• ÉNONCÉ A: Recopiez le texte sur les juteux depuis « Et on en a écrit » jusqu'à « Gaspard,1915, p. 109. » inclus.
• ÉNONCÉ B: Pour chaque affirmation ci-dessous, dites par oui ou par non si elle s'accorde avec le texte sur les juteux, et citez mot pour mot les mots du texte qui tranchent. (i) L'extrait attribué à R. Benjamin provient de Gaspard, daté de 1915. (ii) Selon le texte, l'institution militaire cherchait à apprendre aux hommes à plaire aux filles. (iii) Dans l'extrait de H. Barbusse, quelqu'un demande pourquoi l'adjudant est appelé « le juteux ».

• TEXTE FOURNI:

On m'a posé une question concernant les juteux chez Clostermann mais je poste ma réponse ici :
Ah les juteux-chefs, ces sous-officiers supérieurs sans lesquels l’armée ne serait pas tout à fait ce quelle est.
Depuis le temps qu’ils hantent les souvenirs de tous les homo casernus qui se sont sentis persécutés alors que l’institution militaire ne cherchait qu’à les préparer à mourir pour la patrie et surtout pas à leur apprendre à plaire aux filles.
Et on en a écrit des choses sur les juteux :
- Citation :
- . Parmi toutes les misères que la guerre nous enfante, le dépôt, c'est-à-dire la vie de caserne à l'heure où l'on se bat, la farce du temps de paix lorsque d'autres se tuent, l'adjudant chien de quartier quand l'ennemi sort ses crocs, − le dépôt avec ses corvées, ses sous-offs, son poste de garde et son major, le dépôt pour un homme sensible dont l'amour-propre se rebiffe, est une épreuve rude et lugubre, car la bêtise y prospère comme crapauds en mare; ... R. Benjamin, Gaspard,1915, p. 109.
2. Elle s'apprivoise, nous écoute et même nous pose des interrogations d'un ton rogue : − Pourquoi que vous appelez l'adjudant : le juteux? H. Barbusse, Le Feu,1916, p. 83.

• DONNÉES FOURNIES:
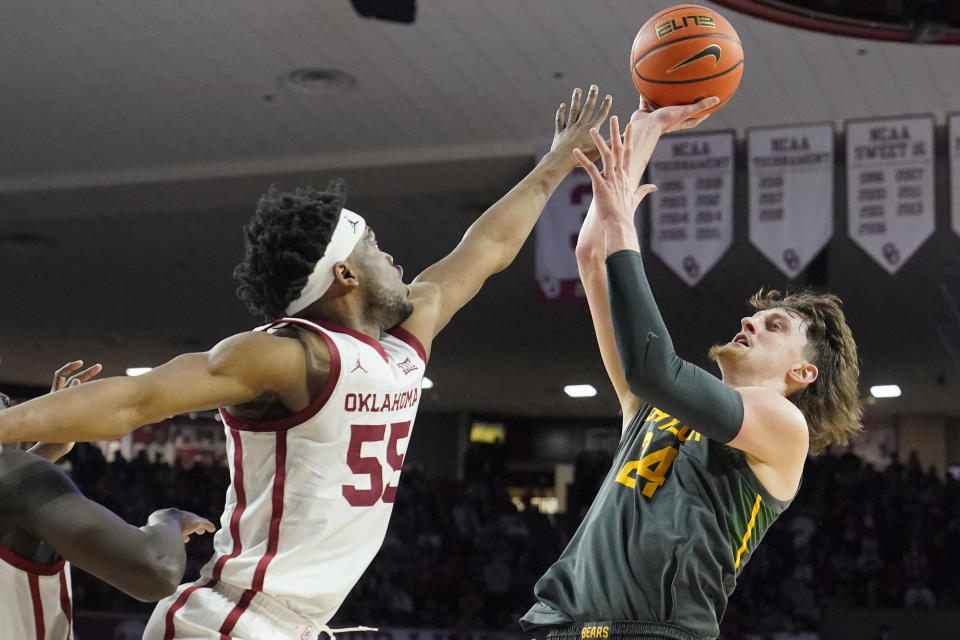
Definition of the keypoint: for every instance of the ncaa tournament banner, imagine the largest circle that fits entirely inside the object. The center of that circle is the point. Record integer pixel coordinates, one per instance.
(890, 203)
(791, 193)
(953, 135)
(555, 238)
(691, 213)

• RÉPONSE A:
Et on en a écrit des choses sur les juteux :
- Citation :
- . Parmi toutes les misères que la guerre nous enfante, le dépôt, c'est-à-dire la vie de caserne à l'heure où l'on se bat, la farce du temps de paix lorsque d'autres se tuent, l'adjudant chien de quartier quand l'ennemi sort ses crocs, − le dépôt avec ses corvées, ses sous-offs, son poste de garde et son major, le dépôt pour un homme sensible dont l'amour-propre se rebiffe, est une épreuve rude et lugubre, car la bêtise y prospère comme crapauds en mare; ... R. Benjamin, Gaspard,1915, p. 109.

• RÉPONSE B:
(i) Oui : « R. Benjamin, Gaspard,1915, p. 109 ».
(ii) Non : « et surtout pas à leur apprendre à plaire aux filles ».
(iii) Oui : « Pourquoi que vous appelez l'adjudant : le juteux? ».